━━ RECORD SET ━━

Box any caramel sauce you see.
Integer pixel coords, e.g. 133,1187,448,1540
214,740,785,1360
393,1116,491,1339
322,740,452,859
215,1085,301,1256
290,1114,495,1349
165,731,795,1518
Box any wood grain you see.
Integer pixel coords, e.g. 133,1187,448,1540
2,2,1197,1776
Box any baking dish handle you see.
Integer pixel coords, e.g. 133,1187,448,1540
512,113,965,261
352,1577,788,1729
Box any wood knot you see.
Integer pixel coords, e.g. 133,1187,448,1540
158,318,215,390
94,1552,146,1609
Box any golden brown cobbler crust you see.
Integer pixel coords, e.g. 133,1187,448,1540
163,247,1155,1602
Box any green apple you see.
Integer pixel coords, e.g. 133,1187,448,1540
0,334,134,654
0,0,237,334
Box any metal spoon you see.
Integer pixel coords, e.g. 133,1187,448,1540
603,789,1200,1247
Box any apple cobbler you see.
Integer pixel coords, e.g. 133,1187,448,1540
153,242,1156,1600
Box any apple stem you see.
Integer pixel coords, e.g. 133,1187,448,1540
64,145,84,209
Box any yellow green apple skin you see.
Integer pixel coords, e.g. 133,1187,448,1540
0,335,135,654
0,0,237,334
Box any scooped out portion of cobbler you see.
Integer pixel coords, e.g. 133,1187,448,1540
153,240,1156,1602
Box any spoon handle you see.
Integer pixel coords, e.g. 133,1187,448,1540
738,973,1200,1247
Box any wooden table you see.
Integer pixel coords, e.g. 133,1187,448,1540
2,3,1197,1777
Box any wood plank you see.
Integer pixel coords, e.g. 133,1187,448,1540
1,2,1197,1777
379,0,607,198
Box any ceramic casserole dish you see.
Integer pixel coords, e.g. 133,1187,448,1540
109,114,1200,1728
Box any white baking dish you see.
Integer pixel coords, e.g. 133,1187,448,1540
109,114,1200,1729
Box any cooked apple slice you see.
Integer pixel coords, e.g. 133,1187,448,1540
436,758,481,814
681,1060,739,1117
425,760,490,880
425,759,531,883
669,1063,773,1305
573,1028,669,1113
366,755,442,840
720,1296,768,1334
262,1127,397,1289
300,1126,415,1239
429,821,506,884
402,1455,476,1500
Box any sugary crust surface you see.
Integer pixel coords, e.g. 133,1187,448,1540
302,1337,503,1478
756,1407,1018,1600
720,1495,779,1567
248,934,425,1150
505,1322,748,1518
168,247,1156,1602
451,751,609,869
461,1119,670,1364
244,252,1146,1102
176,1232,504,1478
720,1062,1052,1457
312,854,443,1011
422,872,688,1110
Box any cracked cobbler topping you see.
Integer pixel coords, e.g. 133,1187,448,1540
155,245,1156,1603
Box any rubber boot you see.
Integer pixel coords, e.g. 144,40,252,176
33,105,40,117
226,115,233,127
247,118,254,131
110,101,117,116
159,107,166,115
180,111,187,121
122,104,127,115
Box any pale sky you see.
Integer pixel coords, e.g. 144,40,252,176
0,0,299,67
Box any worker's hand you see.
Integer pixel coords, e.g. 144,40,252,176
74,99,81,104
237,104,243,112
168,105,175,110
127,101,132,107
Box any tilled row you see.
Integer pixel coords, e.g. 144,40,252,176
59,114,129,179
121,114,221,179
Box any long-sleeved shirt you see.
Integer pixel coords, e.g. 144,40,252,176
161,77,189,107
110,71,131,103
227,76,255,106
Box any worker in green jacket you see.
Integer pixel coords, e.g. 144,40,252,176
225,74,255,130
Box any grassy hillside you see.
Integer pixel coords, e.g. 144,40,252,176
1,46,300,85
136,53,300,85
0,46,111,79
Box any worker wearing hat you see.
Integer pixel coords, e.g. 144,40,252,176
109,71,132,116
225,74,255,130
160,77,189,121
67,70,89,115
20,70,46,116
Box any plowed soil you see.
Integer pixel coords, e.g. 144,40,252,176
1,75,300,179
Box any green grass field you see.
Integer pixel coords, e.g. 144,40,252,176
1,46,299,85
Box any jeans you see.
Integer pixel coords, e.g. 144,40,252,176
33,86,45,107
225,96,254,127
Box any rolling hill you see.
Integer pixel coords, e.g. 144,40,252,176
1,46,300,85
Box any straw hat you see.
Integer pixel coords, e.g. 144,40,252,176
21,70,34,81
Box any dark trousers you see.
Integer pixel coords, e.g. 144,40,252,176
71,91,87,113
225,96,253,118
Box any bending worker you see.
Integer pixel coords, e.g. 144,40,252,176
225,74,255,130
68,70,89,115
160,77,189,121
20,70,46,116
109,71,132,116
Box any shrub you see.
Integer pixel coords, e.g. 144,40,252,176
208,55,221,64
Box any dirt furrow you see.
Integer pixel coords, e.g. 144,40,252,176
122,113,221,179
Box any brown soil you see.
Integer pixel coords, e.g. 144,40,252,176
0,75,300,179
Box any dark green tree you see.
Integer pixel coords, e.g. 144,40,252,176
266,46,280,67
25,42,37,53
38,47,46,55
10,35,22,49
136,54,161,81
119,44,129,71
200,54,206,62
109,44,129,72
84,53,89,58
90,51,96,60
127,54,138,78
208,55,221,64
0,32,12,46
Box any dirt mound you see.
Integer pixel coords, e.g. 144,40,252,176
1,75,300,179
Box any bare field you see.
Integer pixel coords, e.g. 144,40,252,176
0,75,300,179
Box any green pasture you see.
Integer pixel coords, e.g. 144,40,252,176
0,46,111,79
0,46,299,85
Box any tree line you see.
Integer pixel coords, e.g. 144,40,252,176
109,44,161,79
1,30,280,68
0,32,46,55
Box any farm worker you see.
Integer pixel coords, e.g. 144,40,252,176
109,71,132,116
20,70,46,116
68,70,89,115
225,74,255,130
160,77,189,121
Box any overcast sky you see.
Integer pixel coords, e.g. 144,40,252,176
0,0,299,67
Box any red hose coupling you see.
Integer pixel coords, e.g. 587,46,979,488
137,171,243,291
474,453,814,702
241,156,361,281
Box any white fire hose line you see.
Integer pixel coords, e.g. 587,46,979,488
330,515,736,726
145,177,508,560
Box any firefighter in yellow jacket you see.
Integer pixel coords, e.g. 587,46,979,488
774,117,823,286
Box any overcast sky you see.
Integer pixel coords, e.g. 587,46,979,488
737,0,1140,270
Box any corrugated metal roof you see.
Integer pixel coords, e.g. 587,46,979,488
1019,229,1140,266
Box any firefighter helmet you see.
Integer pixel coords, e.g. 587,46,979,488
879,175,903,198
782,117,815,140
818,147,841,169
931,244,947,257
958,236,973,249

━━━

The complete listing must be printed again exactly as given.

* _OUTPUT BELOW_:
Box any caramel sauce you see.
Integer pixel coords, e.g. 133,1187,448,1540
214,740,785,1360
393,1116,491,1339
322,740,452,859
215,1085,301,1256
290,1114,495,1349
165,731,795,1518
Box any wood grain you see.
Integer pixel coords, e.g. 133,1187,448,1540
2,2,1197,1776
Box any baking dish handle you see.
Integer pixel coords, e.g. 133,1187,448,1540
512,113,965,261
352,1577,788,1729
Box any wood knot you see.
Integer pixel coords, e.g. 133,1187,448,1540
158,318,215,390
94,1552,146,1609
Box any golden brown cobbler crust you see.
Integer pixel coords, e.g. 133,1187,448,1540
163,247,1155,1602
Box any green apple you see.
Integer pixel coords, e.g. 133,1187,448,1540
0,334,134,654
0,0,237,334
Box any metal spoon you see.
Integer pixel coords, e.g. 133,1187,448,1540
603,789,1200,1247
Box any apple cobbler you see.
Integer pixel coords, e.g. 133,1187,448,1540
153,242,1156,1600
Box any apple stem you see.
Integer pixel coords, e.g. 133,1187,448,1540
64,145,84,209
Box any yellow green apple skin you see.
Integer pixel coords, e.g. 133,1187,448,1540
0,335,135,654
0,0,237,334
Box any scooped out portion of cobbler you see.
Integer pixel coords, e.g. 133,1187,448,1540
153,240,1156,1602
Box any spoon handle you see.
Integer pixel coords, e.g. 133,1187,448,1540
738,973,1200,1247
Box any wooden table you see.
Integer pixel coords, e.g. 133,1187,448,1540
2,3,1197,1777
Box any wood plank you see.
Integer pixel coords, e.g. 133,1187,448,1540
1,2,1197,1777
379,0,607,198
Box any ceramic casserole dish you see.
Integer pixel coords, e.g. 133,1187,448,1540
109,114,1200,1728
Box any white baking dish you see.
Integer pixel coords, e.g. 133,1187,448,1540
109,114,1200,1729
Box any cooked apple slice you see.
Integer pixel coords, e.g. 133,1187,448,1540
436,758,481,814
681,1060,739,1117
425,760,490,880
425,759,531,883
669,1063,773,1305
573,1028,669,1113
366,755,442,840
720,1296,768,1334
262,1127,397,1289
300,1126,415,1239
429,821,506,884
402,1455,476,1500
Box any sugary crust surface you see.
Integer pixel coords, e.g. 133,1187,448,1540
302,1337,503,1478
756,1407,1018,1600
720,1495,779,1567
248,934,425,1150
505,1322,748,1518
168,247,1156,1602
451,751,609,869
461,1119,670,1364
244,252,1146,1102
176,1232,504,1478
720,1062,1052,1457
312,854,443,1011
422,872,688,1110
Box any cracked cobbler topping you see.
Integer pixel coords, e.g. 133,1187,448,1540
155,245,1156,1603
Box any rubber boot you see.
Integer pixel coords, e.g. 144,40,252,176
33,105,40,117
226,115,233,127
247,118,254,131
110,101,117,116
159,107,166,115
180,111,187,121
122,104,127,115
Box any pale sky you see.
Integer pixel coords, e.g. 144,40,252,176
0,0,299,67
Box any worker's hand you see.
Integer pixel coords, e.g. 144,40,252,176
74,99,81,104
237,104,243,112
168,105,175,110
127,101,132,107
Box any tilled row you see.
Integer pixel coords, e.g. 144,40,252,176
59,114,129,179
121,114,221,179
Box any long-sleeved shirt you see.
Integer pixel coords, e.g. 144,40,252,176
161,77,189,107
110,71,131,103
227,76,255,106
Box any worker in green jacket you see.
Integer pixel coords, e.g. 144,40,252,176
225,74,255,130
Box any grassy hillside you see.
Integer pixel coords, e.g. 144,40,252,176
1,46,300,85
136,53,300,85
0,46,111,79
Box any worker wearing hat you see.
Integer pixel coords, e.g. 144,40,252,176
109,71,132,116
225,74,255,130
160,77,189,121
67,70,89,115
20,70,46,116
Box any plowed soil you see.
Integer pixel coords, e.g. 144,40,252,176
1,75,300,179
Box any green grass field you see.
Integer pixel coords, e.g. 144,40,252,176
1,46,299,85
Box any jeans you see.
Integer pixel coords, e.g. 144,40,252,176
33,86,45,107
225,96,254,127
Box any rolling hill you see.
Integer pixel coords, e.g. 144,40,252,176
1,46,300,85
Box any straw hat you see.
Integer pixel coords, e.g. 144,40,252,176
21,70,34,81
Box any dark trousers you see.
Integer pixel coords, e.g. 144,40,252,176
71,91,87,113
225,96,253,118
Box any bending worker you see.
Integer pixel coords, e.g. 144,40,252,176
225,74,255,130
68,70,89,115
160,77,189,121
20,70,46,116
109,71,132,116
Box any shrub you see.
Integer pixel coords, e.g. 144,40,252,176
208,55,221,64
Box any dirt furrow you see.
Integer pixel coords, e.g. 144,40,252,176
122,113,221,179
Box any brown soil you see.
Integer pixel coords, e.g. 144,40,252,176
0,75,300,179
Box any dark green tree you see.
Integer pixel coords, e.g. 144,40,252,176
266,46,280,67
25,42,37,53
38,47,46,55
10,35,22,49
136,54,161,81
119,44,129,71
200,54,206,62
109,44,129,72
84,53,89,58
90,51,96,60
127,54,138,78
208,55,221,64
0,32,12,46
Box any dirt mound you see.
Integer pixel coords, e.g. 144,40,252,176
1,75,300,179
Box any bare field you see.
Integer pixel coords, e.g. 144,40,252,176
0,75,300,179
Box any green pasture you see.
Integer pixel coords, e.g. 144,40,252,176
0,46,111,79
0,46,299,85
Box any tree line you see.
Integer pixel coords, e.g. 144,40,252,176
109,44,161,79
1,30,280,68
0,32,46,55
Box any farm worker you see.
Integer pixel coords, e.g. 144,40,252,176
109,71,132,116
20,70,46,116
68,70,89,115
225,74,255,130
160,77,189,121
Box any overcast sky you see.
Integer pixel coords, e.g. 144,40,252,176
0,0,299,67
Box any red hose coupling you see.
Integer pixel coords, e.g. 587,46,979,488
137,171,243,291
474,453,814,702
241,156,361,281
Box any white fire hose line you see.
Integer pixel coords, e.g. 587,46,979,488
330,515,736,726
145,177,508,560
Box any firefighter in yellow jacket you see.
Integer pixel coords, e.g. 587,46,979,488
774,117,823,286
Box any overcast sky you see.
Integer pixel coords, e.g. 587,46,979,488
737,0,1140,270
Box any corrugated metal roof you see.
Integer pixel coords, e.g. 587,46,979,488
1019,229,1140,266
Box any firefighter helmet you see.
Integer pixel coords, e.g. 587,46,979,488
879,175,903,198
782,117,815,140
818,147,841,169
931,244,947,257
958,236,973,249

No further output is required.